DOCUMENT EXCERPT -
▼

News — interesting news — is very often about conflict. Activists, criminals, bidders, ideologues, lawyers, policy-makers, executives, politicians, PACs, political parties, states, nations and alliances argue, yell, debate, connive, sue, sanction and bomb each other in a pursuit of whatever it is they want at the time: Whether at the auction block or the trading bloc, if it’s a big conflict, it’s newsworthy.
The past two weeks were no exception: Militants in Iraq claimed responsibility for killing two hostages Monday. Amnesty International charged Canada with “terrible official indifference and apathy” toward attacks against aboriginal women that AI described as brutal, citing at least 500 cases of vanishing and murders over the past three decades. Gov. Jeb Bush, R-Fla., requested a re-hearing in the case involving Terri Schiavo, a brain-damaged woman whose husband has fought in courts to let her die. And, of course, President Bush and Democratic presidential nominee John Kerry traded blows in last Thursday’s foreign policy presidential debate.
Of course, that conflict can be news isn’t, well, news at all. I’d like to spend this space, then, talking about conflict of a less philosophically consistent sort, one largely overlooked by the media in favor of stories more newsworthy but no more potentially instructive.
At the Church of the Holy Sepulcher in Jerusalem’s Old City — according to tradition the site of Jesus’ burial and crucifixion — priests of different sects traded punches Sept. 27 over whether a door at a nearby Catholic chapel should remain open during a particular procession, the priests presumably forgetting their Biblical obligation to “make every effort to do what leads to peace and mutual edification.”

▲

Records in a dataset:
▼

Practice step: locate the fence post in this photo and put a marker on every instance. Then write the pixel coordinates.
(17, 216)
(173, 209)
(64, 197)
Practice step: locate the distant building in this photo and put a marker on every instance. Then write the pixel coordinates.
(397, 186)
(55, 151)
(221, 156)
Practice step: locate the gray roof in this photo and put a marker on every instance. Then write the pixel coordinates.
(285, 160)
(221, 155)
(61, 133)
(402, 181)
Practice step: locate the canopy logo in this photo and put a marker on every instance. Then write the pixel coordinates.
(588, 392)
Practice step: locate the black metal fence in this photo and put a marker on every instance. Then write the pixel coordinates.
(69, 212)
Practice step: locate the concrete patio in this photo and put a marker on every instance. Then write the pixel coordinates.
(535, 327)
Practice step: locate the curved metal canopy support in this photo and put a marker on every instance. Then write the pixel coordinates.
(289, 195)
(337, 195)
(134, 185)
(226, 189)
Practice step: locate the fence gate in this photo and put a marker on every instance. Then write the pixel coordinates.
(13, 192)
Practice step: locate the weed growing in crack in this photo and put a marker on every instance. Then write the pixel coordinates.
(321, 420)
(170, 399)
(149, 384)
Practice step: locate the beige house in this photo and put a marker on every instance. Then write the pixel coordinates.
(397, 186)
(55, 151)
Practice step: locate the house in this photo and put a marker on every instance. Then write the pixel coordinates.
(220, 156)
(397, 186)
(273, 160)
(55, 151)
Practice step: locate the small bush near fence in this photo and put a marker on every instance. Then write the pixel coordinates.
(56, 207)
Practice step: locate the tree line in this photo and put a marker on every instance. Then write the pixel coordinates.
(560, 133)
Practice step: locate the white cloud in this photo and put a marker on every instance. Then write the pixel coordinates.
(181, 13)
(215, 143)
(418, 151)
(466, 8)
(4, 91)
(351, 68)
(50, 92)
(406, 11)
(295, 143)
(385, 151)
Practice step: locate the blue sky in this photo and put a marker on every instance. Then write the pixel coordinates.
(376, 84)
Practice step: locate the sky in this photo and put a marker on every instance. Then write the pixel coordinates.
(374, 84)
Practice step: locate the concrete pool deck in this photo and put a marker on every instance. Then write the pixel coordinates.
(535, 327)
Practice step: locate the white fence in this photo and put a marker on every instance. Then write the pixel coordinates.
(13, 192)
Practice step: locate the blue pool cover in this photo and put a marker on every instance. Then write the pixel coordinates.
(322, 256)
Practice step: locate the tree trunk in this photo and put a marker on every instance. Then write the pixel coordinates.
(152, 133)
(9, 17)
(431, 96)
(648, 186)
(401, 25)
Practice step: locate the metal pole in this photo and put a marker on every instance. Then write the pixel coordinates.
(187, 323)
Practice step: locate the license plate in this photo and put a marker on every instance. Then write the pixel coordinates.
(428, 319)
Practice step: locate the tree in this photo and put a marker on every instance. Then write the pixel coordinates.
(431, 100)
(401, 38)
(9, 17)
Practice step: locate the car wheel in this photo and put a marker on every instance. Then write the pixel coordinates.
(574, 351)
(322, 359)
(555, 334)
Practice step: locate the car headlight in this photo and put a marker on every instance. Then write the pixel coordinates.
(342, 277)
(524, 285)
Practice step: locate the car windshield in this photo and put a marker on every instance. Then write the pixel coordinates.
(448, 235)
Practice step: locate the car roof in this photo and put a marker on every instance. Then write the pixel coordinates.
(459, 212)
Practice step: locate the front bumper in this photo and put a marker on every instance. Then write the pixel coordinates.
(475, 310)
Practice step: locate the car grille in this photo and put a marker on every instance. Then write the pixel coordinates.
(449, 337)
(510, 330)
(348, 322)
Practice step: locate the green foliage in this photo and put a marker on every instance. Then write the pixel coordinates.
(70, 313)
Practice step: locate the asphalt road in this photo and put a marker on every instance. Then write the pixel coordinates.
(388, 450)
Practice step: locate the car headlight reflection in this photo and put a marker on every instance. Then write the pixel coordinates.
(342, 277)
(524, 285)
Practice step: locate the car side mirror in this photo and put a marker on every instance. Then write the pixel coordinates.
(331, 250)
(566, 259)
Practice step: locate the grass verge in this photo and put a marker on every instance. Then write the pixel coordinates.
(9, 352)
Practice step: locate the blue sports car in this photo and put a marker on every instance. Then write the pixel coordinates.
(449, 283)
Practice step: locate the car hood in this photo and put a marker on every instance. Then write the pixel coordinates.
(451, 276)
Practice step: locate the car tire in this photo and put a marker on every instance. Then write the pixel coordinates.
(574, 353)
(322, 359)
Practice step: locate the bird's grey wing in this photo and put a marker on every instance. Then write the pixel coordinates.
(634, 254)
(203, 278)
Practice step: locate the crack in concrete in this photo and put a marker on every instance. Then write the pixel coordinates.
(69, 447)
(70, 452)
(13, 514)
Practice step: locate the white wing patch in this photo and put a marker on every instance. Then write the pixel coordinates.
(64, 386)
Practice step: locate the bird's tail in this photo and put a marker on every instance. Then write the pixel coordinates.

▲

PROBLEM SET -
1. Answer these questions from the text on conflict in the news.
(a) How many cases of vanishing and murders did Amnesty International cite, and over what period?
(b) On what date did priests at the Church of the Holy Sepulcher trade punches?
(c) Who requested a re-hearing in the case involving Terri Schiavo?
2. State whether each statement agrees with the text on conflict in the news, answering yes or no and quoting the words from the text that decide it.
(a) Militants in Iraq claimed responsibility for killing two hostages on Monday.
(b) The debate between President Bush and John Kerry focused on domestic policy.
(c) The Church of the Holy Sepulcher stands in Jerusalem's Old City.

RESULTS OF THE TASKS -
1.
(a) At least 500 cases over the past three decades.
(b) Sept. 27.
(c) Gov. Jeb Bush, R-Fla.

2.
(a) Yes: "Militants in Iraq claimed responsibility for killing two hostages Monday."
(b) No: "last Thursday’s foreign policy presidential debate"
(c) Yes: "At the Church of the Holy Sepulcher in Jerusalem’s Old City"